== Artikel ==

┄┄┄┄┄┄

Ein Gewinn für alle

Ein Gewinn für alle

Ein Jahrhundertbauwerk erhält in diesen Wochen in Toffen den letzten Schliff. Schutzmassnahmen sollen Schäden, auch jene von Jahrhunderthochwassern, minimieren. Gleichzeitig nutzt die Gemeinde die Arbeiten, um die Uferzonen aufzuwerten und ökologische Ausgleichsflächen zu schaffen.

«Vorher war es einfach ein Kanal, jetzt ist es richtig schön.» Fredy Grogg, Toffener Gemeinderat und Ressortleiter Infrastruktur, steht am Ufer der Gürbe und schaut über die breiten Steinstufen auf das friedlich dahinplätschernde Wasser. In den vergangenen zwei Jahren sah es weniger schön aus: Ein grosser Teil der Bäume entlang des linksseitigen Ufers mussten weichen, rechts wurden Dämme aufgeschüttet, im Wasser standen Baggerplattformen und überall Baumaschinen. Verschiedene Dämme schützen nun ein ganzes Wohnquartier, die Toffener Industrie sowie den Talgut-Hof. Die Massnahmen sollen aber auch einen linksseitigen Ausbruch des Wassers verhindern und so bei Hochwasser den Bahnhof und dicht besiedelte Wohngebiete verschonen.

┄┄┄┄┄┄

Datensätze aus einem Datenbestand
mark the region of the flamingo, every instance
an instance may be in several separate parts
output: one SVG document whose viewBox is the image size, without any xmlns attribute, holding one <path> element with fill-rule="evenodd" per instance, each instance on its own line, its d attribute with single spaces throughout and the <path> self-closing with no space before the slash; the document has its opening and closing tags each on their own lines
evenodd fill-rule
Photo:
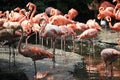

┄┄┄┄┄┄

== Aufgabenstellung ==
1. Gib den Abschnitt des Artikels über den Hochwasserschutz in Toffen von „Ein Jahrhundertbauwerk erhält“ bis einschließlich „Ausgleichsflächen zu schaffen.“ wortgetreu wieder.
2. Welche Ämter hat Fredy Grogg laut dem Artikel über den Hochwasserschutz in Toffen inne?

== Lösungen der Aufgaben ==
1.
Ein Jahrhundertbauwerk erhält in diesen Wochen in Toffen den letzten Schliff. Schutzmassnahmen sollen Schäden, auch jene von Jahrhunderthochwassern, minimieren. Gleichzeitig nutzt die Gemeinde die Arbeiten, um die Uferzonen aufzuwerten und ökologische Ausgleichsflächen zu schaffen.

2. Fredy Grogg ist Toffener Gemeinderat und Ressortleiter Infrastruktur.